> **Task brief**: Print the following lines exactly as they appear.

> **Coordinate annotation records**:
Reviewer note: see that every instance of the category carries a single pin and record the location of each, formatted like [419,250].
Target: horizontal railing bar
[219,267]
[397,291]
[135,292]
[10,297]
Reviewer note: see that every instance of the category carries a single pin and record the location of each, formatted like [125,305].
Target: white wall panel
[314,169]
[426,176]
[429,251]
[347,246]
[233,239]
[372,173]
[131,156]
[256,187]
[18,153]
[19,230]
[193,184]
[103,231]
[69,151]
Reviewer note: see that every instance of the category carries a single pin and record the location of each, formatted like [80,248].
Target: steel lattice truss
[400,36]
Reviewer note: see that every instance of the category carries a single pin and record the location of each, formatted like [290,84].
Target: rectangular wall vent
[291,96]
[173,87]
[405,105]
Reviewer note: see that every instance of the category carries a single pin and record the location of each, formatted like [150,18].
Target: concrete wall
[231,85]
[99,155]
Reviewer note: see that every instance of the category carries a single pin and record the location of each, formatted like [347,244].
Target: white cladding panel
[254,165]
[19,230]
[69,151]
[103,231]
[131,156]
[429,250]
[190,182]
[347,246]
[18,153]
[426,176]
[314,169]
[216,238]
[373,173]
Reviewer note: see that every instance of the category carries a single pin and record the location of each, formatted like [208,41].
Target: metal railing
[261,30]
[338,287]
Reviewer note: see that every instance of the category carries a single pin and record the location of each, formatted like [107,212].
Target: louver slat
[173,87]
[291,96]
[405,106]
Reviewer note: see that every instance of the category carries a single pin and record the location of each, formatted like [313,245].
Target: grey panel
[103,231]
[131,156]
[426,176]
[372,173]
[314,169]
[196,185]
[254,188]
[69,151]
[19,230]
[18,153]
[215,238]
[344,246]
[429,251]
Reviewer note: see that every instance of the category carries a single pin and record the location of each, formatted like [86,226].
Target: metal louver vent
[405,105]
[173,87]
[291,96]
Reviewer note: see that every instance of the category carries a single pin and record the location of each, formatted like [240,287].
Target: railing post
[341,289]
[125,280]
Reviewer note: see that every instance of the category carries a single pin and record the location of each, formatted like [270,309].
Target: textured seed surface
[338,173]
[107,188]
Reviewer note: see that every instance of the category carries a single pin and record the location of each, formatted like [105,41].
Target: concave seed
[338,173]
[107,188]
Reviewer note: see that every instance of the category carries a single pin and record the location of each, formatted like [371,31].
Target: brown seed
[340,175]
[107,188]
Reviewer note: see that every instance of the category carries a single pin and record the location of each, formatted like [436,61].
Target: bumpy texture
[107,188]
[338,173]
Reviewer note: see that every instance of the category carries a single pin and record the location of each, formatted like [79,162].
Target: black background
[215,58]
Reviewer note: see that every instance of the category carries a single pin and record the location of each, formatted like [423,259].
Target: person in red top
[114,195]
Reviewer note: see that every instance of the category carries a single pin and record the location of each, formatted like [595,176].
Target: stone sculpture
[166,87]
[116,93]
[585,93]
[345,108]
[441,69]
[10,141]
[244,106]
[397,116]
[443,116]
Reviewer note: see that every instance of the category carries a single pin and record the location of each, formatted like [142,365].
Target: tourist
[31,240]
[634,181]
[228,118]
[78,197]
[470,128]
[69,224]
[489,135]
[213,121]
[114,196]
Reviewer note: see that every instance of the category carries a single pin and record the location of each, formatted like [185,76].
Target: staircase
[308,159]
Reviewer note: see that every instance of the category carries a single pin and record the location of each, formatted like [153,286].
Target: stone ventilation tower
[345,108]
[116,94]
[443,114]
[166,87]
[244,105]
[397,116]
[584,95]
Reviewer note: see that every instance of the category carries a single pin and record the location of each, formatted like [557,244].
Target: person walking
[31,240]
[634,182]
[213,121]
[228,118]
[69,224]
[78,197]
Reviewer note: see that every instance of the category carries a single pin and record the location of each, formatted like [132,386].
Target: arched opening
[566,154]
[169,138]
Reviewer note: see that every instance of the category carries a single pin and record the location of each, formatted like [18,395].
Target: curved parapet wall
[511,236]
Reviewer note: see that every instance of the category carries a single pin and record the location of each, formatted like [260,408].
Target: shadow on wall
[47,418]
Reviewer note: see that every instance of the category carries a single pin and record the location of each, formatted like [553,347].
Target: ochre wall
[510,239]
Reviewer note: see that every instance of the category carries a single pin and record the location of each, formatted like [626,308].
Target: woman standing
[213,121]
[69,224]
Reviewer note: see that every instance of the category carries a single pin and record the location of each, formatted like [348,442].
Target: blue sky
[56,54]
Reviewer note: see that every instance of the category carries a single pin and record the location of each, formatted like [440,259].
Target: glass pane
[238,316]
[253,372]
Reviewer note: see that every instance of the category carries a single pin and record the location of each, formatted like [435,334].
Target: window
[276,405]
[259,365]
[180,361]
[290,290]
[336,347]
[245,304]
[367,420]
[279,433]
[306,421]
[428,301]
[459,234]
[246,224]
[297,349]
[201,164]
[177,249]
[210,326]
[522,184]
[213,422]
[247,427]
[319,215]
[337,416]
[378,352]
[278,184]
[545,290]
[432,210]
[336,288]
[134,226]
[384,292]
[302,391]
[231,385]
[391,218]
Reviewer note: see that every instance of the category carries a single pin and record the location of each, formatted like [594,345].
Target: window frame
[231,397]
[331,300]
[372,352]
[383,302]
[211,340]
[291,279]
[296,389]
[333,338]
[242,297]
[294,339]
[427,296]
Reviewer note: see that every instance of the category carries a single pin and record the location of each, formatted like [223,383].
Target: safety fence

> **Response below**:
Reviewer note: see that every instance of the category carries a single pin and record the location of each, formatted like [419,250].
Target: horizontal railing bar
[219,267]
[397,291]
[135,292]
[10,297]
Reviewer note: see that every instance of the category carries a single pin and record the location of each, formatted like [125,305].
Target: white wall panel
[314,169]
[426,176]
[429,251]
[347,246]
[233,239]
[372,173]
[131,156]
[256,187]
[18,153]
[19,230]
[193,184]
[103,231]
[69,151]
Reviewer note: see that every instance of the category carries a single pin and record the location of each, formatted like [80,248].
Target: steel lattice truss
[400,36]
Reviewer note: see that every instance of the category carries a single pin and record the location of each, formatted like [290,84].
Target: rectangular wall vent
[291,96]
[173,87]
[405,105]
Reviewer note: see that every instance of the category carries a single pin and record the location of each, formatted like [150,18].
Target: concrete wall
[231,85]
[99,155]
Reviewer note: see that every instance of the category carries a single pin and record the location of each, formatted like [347,244].
Target: white cladding panel
[254,165]
[19,230]
[69,151]
[103,231]
[131,156]
[429,250]
[190,182]
[347,246]
[18,153]
[426,176]
[314,169]
[216,238]
[373,173]
Reviewer note: see that every instance of the category carries a single pin and record the location of each, formatted like [208,41].
Target: metal railing
[261,30]
[338,287]
Reviewer note: see that every instance of the category carries a single pin and record the location of each, formatted like [107,212].
Target: louver slat
[173,87]
[291,96]
[405,106]
Reviewer note: see that every instance of the category carries a single pin and record the location of each, formatted like [313,245].
Target: grey panel
[103,231]
[131,156]
[426,176]
[372,173]
[314,169]
[196,185]
[254,188]
[69,151]
[19,230]
[18,153]
[215,238]
[344,246]
[429,251]
Reviewer note: see that every instance of the category carries a single pin and record the location of each, formatted like [86,226].
Target: metal louver vent
[405,105]
[173,87]
[291,96]
Reviewer note: see that every instance of the category carries a single pin and record the location of each, formatted like [240,287].
Target: railing post
[341,289]
[125,280]
Reviewer note: see that every instance of the category carries a single pin and record the location of each, formatted like [270,309].
Target: textured seed surface
[338,173]
[107,188]
Reviewer note: see that every instance of the category carries a single pin and record the location of each, formatted like [105,41].
Target: concave seed
[338,173]
[107,188]
Reviewer note: see that every instance of the category carries a single pin and record the location of each, formatted like [371,31].
Target: brown seed
[340,175]
[107,188]
Reviewer note: see that every instance of the category carries a single pin and record the location of each, formatted like [436,61].
Target: bumpy texture
[107,188]
[338,173]
Reviewer note: see that every instance of the category carries a single pin and record the location of each, formatted like [79,162].
Target: black background
[215,58]
Reviewer note: see that every instance of the category carries a single pin and record the location of each, formatted like [423,259].
Target: person in red top
[114,195]
Reviewer note: see that every instance of the category carries a single pin and record the location of each, formatted like [595,176].
Target: stone sculpture
[166,87]
[116,93]
[585,93]
[345,108]
[441,69]
[10,141]
[244,106]
[397,116]
[443,116]
Reviewer note: see that every instance of the category carries a single pin and record the location of each, formatted like [142,365].
Target: tourist
[31,240]
[634,181]
[228,118]
[78,197]
[470,128]
[69,224]
[489,135]
[213,121]
[114,196]
Reviewer note: see that every instance of the category carries a single pin and record the location of each, formatted like [185,76].
Target: staircase
[308,159]
Reviewer note: see that every instance of the category carries a single pin and record the location of each, formatted like [153,286].
Target: stone ventilation tower
[345,108]
[116,94]
[443,114]
[166,87]
[244,105]
[397,116]
[584,95]
Reviewer note: see that every instance of the category carries a single pin and record the location of each, formatted like [557,244].
Target: person walking
[31,240]
[634,182]
[213,121]
[228,118]
[69,224]
[78,197]
Reviewer note: see that every instance of the category carries a single pin and record the location of each, formatted like [132,386].
Target: arched opening
[566,154]
[169,138]
Reviewer note: see that every instance of the category carries a single pin and record the location of each, formatted like [18,395].
Target: curved parapet wall
[511,236]
Reviewer note: see that every instance of the category carries a single pin and record the location of each, formatted like [260,408].
Target: shadow on wall
[47,418]
Reviewer note: see that every instance of the category carries a single pin and record the location of each, formatted like [553,347].
Target: ochre wall
[510,239]
Reviewer note: see that every instance of the category carries a single pin and record the location of each, formatted like [626,308].
Target: woman standing
[213,121]
[69,224]
Reviewer note: see that every instance of the category carries a single pin and record the location of each, formatted like [348,442].
Target: blue sky
[56,54]
Reviewer note: see that every instance of the category carries a single pin and record the location of each, formatted like [440,259].
Target: glass pane
[238,316]
[253,372]
Reviewer note: see that every instance of the category carries a single pin and record the location of each, formatted like [435,334].
Target: window
[276,405]
[259,365]
[180,361]
[290,290]
[336,347]
[245,304]
[367,420]
[279,433]
[306,421]
[428,301]
[459,234]
[246,224]
[297,349]
[201,164]
[177,249]
[210,326]
[522,184]
[213,422]
[247,427]
[319,215]
[337,416]
[378,352]
[278,184]
[545,290]
[432,210]
[336,288]
[134,226]
[384,292]
[302,391]
[231,385]
[391,218]
Reviewer note: see that every instance of the category carries a single pin and record the location of each, formatted like [594,345].
Target: window frame
[231,397]
[331,300]
[372,352]
[383,302]
[211,340]
[291,279]
[296,389]
[333,338]
[242,297]
[294,339]
[427,296]
Reviewer note: see that every instance of the category carries a single pin and record the location of each, formatted like [223,383].
Target: safety fence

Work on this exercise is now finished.